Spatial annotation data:
########

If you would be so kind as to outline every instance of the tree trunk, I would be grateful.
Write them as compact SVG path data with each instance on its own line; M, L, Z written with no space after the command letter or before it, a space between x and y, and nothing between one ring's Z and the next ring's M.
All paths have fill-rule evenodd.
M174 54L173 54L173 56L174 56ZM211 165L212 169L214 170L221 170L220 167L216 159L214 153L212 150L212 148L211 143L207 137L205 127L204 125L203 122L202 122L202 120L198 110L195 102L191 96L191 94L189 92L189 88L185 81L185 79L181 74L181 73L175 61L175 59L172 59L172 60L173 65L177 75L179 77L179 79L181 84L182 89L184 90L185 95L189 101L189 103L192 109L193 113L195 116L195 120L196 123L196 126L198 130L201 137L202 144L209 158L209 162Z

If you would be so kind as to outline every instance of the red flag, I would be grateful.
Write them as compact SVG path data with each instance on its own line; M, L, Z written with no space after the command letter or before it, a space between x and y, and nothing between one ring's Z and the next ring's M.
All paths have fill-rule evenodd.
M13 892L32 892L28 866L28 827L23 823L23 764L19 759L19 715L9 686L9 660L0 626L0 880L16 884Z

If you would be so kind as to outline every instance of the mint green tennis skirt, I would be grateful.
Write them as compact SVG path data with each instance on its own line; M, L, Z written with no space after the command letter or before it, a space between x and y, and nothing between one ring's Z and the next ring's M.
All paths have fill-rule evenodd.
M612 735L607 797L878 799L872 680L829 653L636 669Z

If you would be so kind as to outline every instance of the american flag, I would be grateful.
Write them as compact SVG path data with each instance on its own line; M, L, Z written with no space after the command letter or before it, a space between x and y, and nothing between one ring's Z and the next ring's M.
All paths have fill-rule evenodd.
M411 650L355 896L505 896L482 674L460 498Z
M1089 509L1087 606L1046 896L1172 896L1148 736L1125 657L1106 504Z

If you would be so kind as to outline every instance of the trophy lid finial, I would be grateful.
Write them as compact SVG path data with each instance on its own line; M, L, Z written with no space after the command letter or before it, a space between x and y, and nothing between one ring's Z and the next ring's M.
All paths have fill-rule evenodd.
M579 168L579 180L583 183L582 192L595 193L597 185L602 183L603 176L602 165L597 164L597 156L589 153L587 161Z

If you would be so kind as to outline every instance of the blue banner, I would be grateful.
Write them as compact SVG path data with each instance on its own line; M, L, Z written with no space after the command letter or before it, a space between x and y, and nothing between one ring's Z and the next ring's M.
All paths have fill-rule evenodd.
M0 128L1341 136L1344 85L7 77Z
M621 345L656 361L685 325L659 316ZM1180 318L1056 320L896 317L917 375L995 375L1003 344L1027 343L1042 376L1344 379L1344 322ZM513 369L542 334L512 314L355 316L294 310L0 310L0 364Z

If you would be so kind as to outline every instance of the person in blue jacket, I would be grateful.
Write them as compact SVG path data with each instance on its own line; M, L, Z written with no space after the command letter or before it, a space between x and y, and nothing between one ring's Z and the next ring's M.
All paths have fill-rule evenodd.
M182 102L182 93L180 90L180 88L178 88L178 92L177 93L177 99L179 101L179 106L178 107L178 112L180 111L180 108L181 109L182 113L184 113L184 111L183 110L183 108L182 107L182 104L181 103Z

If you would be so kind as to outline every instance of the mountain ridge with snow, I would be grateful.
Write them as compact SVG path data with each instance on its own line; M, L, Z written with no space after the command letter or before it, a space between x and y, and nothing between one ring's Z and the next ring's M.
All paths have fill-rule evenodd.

########

◆ What to work on ◆
Render every line of the data above as a JSON list of strings, with one string per line and the blank lines omitted.

◆ Output below ◆
[
  "If you would be so kind as to outline every instance of the tree trunk, I would be grateful.",
  "Write them as compact SVG path data with each instance on its own line; M, L, Z written with no space after the command letter or before it, a space between x and y, and nothing between one ring's Z and the next ring's M.",
  "All paths have fill-rule evenodd.",
  "M174 54L173 54L173 56L174 56ZM211 165L212 169L214 170L221 170L220 167L216 159L214 153L212 150L212 148L211 143L207 137L205 127L204 125L203 122L202 122L202 120L198 110L195 102L191 96L191 94L189 92L189 88L185 81L185 79L181 74L181 73L175 61L175 59L172 59L172 60L173 65L177 75L179 77L179 79L181 84L182 89L184 90L185 95L189 101L189 103L192 109L193 113L195 116L195 120L196 123L196 126L198 130L201 137L202 144L209 158L209 162Z",
  "If you would be so kind as to outline every instance of the red flag, I would be grateful.",
  "Write them as compact SVG path data with each instance on its own line; M, L, Z written with no space after the command letter or before it, a space between x and y, and nothing between one ring's Z and the next ring's M.",
  "All paths have fill-rule evenodd.",
  "M13 892L32 892L28 866L28 827L23 823L23 764L19 759L19 715L9 686L9 660L0 626L0 880L16 884Z",
  "If you would be so kind as to outline every instance of the mint green tennis skirt, I would be grateful.",
  "Write them as compact SVG path data with each instance on its own line; M, L, Z written with no space after the command letter or before it, a space between x and y, and nothing between one ring's Z and the next ring's M.",
  "All paths have fill-rule evenodd.",
  "M612 735L607 797L878 799L872 680L829 653L636 669Z",
  "If you would be so kind as to outline every instance of the american flag, I would be grateful.",
  "Write them as compact SVG path data with each instance on its own line; M, L, Z written with no space after the command letter or before it, a space between x and y, and nothing between one ring's Z and the next ring's M.",
  "All paths have fill-rule evenodd.",
  "M411 650L355 896L505 896L482 674L460 498Z",
  "M1089 509L1087 606L1046 896L1172 896L1148 736L1125 657L1106 504Z",
  "If you would be so kind as to outline every instance of the trophy lid finial, I would be grateful.",
  "Write them as compact SVG path data with each instance on its own line; M, L, Z written with no space after the command letter or before it, a space between x and y, and nothing between one ring's Z and the next ring's M.",
  "All paths have fill-rule evenodd.",
  "M579 168L579 180L583 183L582 192L595 193L597 185L602 183L603 176L602 165L597 164L597 156L589 153L587 161Z",
  "If you would be so kind as to outline every instance of the blue banner, I would be grateful.",
  "Write them as compact SVG path data with each instance on its own line; M, L, Z written with no space after the command letter or before it, a space between x and y, and nothing between one ring's Z and the next ring's M.",
  "All paths have fill-rule evenodd.",
  "M0 128L1341 136L1344 85L7 77Z",
  "M621 345L656 361L685 325L659 316ZM1180 318L1056 320L896 317L917 375L995 375L1003 344L1027 343L1042 376L1344 379L1344 322ZM513 369L542 334L512 314L355 316L294 310L0 310L0 364Z",
  "If you would be so kind as to outline every instance of the person in blue jacket, I would be grateful.",
  "Write them as compact SVG path data with each instance on its own line; M, L, Z written with no space after the command letter or before it, a space between x and y, and nothing between one ring's Z and the next ring's M.",
  "All paths have fill-rule evenodd.",
  "M182 102L182 93L180 90L180 88L178 88L178 92L177 93L177 99L179 101L179 106L178 107L178 112L180 111L180 108L181 109L182 113L184 113L184 111L183 110L183 108L182 107L182 104L181 103Z",
  "If you would be so kind as to outline every instance of the mountain ridge with snow, I would be grateful.",
  "Write them as compact SVG path data with each instance on its own line; M, L, Z written with no space after the command letter or before it, a space between x and y, and nothing between one ring's Z and the next ring's M.",
  "All paths have fill-rule evenodd."
]